--- Source material Enclosed Below ---
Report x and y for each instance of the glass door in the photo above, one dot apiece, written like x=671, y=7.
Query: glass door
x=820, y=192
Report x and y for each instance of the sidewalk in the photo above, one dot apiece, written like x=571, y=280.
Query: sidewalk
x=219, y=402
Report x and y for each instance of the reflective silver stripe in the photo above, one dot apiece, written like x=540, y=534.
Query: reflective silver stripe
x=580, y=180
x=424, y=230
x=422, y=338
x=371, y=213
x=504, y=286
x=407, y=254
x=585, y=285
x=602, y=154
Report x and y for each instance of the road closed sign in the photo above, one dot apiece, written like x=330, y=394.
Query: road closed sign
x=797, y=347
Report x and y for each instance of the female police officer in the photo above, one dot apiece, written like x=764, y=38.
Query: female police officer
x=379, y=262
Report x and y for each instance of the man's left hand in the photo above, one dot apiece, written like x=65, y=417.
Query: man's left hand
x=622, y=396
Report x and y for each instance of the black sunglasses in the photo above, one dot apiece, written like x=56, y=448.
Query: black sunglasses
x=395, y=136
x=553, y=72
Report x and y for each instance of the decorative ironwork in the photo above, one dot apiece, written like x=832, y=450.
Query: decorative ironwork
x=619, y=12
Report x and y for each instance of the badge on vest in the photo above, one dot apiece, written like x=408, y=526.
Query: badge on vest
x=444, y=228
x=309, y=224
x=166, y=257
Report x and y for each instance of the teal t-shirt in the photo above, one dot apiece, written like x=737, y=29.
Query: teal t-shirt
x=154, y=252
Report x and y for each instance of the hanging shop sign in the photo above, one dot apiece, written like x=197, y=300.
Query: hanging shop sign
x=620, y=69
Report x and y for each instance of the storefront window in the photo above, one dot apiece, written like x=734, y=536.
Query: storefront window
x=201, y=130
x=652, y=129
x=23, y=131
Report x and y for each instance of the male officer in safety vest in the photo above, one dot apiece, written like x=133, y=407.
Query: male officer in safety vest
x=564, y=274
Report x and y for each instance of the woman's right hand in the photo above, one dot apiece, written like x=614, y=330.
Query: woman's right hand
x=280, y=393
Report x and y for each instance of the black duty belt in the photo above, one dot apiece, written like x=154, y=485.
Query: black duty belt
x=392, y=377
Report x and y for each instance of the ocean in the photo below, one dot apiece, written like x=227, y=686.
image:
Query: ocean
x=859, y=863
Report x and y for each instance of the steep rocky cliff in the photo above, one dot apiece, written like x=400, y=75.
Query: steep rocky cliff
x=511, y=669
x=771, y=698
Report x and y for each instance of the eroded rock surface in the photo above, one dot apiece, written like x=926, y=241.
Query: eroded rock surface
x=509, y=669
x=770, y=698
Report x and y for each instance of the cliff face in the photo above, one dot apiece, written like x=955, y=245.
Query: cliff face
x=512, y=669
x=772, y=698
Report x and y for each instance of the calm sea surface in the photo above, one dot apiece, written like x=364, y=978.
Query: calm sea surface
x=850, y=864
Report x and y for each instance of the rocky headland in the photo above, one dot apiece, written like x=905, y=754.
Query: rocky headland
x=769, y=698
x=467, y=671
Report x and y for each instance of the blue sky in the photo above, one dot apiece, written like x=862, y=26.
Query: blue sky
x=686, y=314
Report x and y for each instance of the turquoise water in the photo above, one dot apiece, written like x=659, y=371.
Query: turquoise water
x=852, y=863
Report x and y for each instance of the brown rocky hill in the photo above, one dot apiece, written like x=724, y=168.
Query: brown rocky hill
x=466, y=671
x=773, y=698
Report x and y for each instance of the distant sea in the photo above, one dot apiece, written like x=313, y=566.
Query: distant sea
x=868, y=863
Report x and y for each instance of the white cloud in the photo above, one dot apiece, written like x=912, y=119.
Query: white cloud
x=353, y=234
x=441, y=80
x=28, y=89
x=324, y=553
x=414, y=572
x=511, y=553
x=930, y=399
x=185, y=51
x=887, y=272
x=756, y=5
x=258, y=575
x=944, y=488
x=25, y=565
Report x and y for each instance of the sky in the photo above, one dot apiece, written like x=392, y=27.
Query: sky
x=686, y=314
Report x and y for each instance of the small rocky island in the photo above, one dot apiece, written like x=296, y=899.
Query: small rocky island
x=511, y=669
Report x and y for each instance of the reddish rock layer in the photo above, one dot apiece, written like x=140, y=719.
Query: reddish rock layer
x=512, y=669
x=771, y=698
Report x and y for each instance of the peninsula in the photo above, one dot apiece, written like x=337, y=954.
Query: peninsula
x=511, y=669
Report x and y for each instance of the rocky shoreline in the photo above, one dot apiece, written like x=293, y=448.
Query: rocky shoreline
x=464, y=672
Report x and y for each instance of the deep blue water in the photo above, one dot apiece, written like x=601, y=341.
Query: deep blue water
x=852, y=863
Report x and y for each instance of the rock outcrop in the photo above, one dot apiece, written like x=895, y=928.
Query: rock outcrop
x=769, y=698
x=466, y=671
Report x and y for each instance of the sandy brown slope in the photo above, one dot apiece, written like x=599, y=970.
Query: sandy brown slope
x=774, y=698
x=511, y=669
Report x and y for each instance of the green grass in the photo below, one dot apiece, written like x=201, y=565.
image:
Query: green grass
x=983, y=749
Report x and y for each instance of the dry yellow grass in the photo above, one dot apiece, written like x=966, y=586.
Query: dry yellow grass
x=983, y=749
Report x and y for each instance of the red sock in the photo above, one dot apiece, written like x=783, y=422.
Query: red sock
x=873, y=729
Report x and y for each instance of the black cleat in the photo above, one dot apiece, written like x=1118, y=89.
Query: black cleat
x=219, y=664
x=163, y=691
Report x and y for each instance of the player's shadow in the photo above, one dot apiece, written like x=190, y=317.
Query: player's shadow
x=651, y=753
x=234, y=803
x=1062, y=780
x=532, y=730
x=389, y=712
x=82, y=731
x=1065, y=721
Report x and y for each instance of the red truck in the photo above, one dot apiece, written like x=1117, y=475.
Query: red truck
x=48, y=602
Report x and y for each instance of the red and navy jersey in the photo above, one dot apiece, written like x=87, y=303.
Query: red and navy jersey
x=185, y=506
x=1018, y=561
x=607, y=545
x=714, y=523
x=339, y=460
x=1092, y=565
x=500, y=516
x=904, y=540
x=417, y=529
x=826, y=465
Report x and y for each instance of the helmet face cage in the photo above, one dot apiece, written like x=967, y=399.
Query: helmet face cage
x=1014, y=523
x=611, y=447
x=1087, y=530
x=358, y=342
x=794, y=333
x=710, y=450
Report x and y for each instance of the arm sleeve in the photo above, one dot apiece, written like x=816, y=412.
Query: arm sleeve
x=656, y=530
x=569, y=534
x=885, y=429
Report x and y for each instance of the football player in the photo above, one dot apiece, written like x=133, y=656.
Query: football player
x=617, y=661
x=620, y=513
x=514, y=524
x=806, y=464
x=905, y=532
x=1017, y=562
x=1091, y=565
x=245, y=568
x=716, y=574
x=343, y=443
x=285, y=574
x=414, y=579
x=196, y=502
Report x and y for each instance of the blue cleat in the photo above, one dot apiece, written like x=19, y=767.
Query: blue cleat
--- End of Enclosed Source material ---
### Exercise requirements
Set down exactly the line with "Report x and y for each instance of the arm" and each line after it up to the end of the records, adding nothing.

### Response to this exercise
Report x and y for each instance of the arm sleeve in the photo above, one dot apiece, written like x=816, y=412.
Query: arm sleeve
x=656, y=530
x=569, y=534
x=885, y=429
Report x and y for each instance of the football player in the photo above, one dot apiece, written like x=133, y=656.
Query: football player
x=617, y=661
x=620, y=513
x=514, y=524
x=806, y=464
x=905, y=532
x=1017, y=562
x=1091, y=565
x=245, y=568
x=716, y=574
x=343, y=443
x=285, y=574
x=414, y=579
x=196, y=502
Report x and y for each instance of the blue cleat in the photo above, one dot apiece, written like x=19, y=767.
Query: blue cleat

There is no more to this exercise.